++++ Texto

Anos atrás surgiu por aqui um aplicativo irresistível. Chamava-se Secret e era viciante e divertido. Você conectava nele a sua lista de amigos e todos podiam ler e postar segredos anonimamente. Seus inventores ganharam muito dinheiro, até que surgiram problemas. Lembro da fofoca sobre uma traição de noivos que apareceu no dia do casamento deles. Depois, houve uma postagem que assustou o mundo e virou notícia: “Vou me matar”. Quem era? Como ajudar? Suspeitas de que a formação de nuvens de bullying estava levando a suicídios de adolescentes destruíram a reputação do Secret tão rapidamente quanto se dera seu crescimento. Um juiz brasileiro proibiu o aplicativo alegando que a liberdade de expressão não inclui o anonimato. Nem precisava: mais ou menos na mesma época, David Byttow, criador do Secret, escreveu aos usuários que sua invenção havia sido desvirtuada e seria desativada. Foi um exemplo de responsabilidade e coragem.

++++++++
++++ Informações extraídas

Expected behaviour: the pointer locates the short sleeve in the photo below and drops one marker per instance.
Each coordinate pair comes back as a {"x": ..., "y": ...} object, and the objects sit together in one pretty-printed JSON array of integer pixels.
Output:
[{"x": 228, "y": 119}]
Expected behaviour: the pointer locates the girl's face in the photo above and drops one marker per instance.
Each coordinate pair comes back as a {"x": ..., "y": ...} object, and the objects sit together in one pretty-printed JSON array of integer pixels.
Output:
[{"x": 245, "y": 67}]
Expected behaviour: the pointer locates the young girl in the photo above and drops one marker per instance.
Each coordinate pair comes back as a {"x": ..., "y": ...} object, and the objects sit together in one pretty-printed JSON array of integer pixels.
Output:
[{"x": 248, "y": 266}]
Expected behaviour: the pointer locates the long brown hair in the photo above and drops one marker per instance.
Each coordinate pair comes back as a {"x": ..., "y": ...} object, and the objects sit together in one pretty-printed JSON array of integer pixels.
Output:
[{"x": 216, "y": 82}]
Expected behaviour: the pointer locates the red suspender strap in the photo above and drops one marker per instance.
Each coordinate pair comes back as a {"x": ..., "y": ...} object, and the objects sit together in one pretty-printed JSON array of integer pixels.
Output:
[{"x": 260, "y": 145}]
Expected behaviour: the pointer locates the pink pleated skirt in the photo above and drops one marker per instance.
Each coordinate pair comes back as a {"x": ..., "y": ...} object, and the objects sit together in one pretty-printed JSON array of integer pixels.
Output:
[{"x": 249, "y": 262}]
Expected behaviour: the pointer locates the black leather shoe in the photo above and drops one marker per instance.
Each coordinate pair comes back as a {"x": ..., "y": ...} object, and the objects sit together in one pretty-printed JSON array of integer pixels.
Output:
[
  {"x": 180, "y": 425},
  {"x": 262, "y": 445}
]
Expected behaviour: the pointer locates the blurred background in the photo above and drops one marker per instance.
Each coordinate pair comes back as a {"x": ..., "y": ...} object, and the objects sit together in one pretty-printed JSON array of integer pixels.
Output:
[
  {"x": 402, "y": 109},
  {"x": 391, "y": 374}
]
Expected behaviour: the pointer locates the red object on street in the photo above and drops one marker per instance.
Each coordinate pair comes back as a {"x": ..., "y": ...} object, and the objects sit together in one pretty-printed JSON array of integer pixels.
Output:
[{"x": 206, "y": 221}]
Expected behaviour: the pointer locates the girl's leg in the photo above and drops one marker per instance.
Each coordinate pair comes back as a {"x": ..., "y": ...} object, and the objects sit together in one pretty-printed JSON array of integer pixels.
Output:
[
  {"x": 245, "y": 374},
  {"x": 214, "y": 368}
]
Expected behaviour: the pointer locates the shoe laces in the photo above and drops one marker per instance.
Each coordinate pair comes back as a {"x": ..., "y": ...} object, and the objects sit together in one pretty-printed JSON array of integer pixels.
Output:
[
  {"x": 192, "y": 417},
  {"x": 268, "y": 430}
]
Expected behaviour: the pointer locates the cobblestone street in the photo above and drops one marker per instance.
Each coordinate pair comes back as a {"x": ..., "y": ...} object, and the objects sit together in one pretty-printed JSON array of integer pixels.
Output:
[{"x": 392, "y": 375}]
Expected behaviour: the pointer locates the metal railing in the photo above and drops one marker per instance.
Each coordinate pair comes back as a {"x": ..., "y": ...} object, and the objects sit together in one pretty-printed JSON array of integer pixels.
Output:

++++++++

| Exercícios |
**a)** Responda com base no texto sobre o aplicativo Secret:
(i) O que o usuário conectava ao aplicativo?
(ii) O que alegou o juiz brasileiro ao proibir o aplicativo?
(iii) Quem era o criador do Secret?
**b)** Prossiga o texto sobre o aplicativo Secret a partir da última frase apresentada.

| Respostas por tarefa |
**a)**
(i) A sua lista de amigos.
(ii) Que a liberdade de expressão não inclui o anonimato.
(iii) David Byttow.

**b)**
As indústrias do tabaco e do petróleo por anos esconderam dados que revelavam que seus produtos estavam ocasionando danos aos consumidores e à sociedade. Exemplos de fraude contra os compradores da indústria automobilística também já vieram à tona. Quanto aos celulares, é fácil testemunhar em qualquer restaurante o vício que ele é capaz de causar — é gente comendo sem conversar, de olho grudado na tela e postando fotos de comida emolduradas por uma alegria artificial.
Quem nos garante que o celular e as redes sociais não estão nos intoxicando e fazendo mal? Quem está fiscalizando? O que dizem os estudos, numa época em que as transformações são tão incrivelmente velozes e não dá nem tempo de sair da nossa “ilha” para enxergar quais nuvens pairam sobre a nossa cabeça?
Pela minha experiência e percepção como profissional que trabalha com redes sociais, algo saiu do controle e fez aflorar o pior das pessoas em vez do melhor. Será que os bilionários empresários do setor de tecnologia estão atentos a isso? Será que terão a mesma humildade e humanidade de David Byttow, caso a vida os coloque diante de uma escolha semelhante?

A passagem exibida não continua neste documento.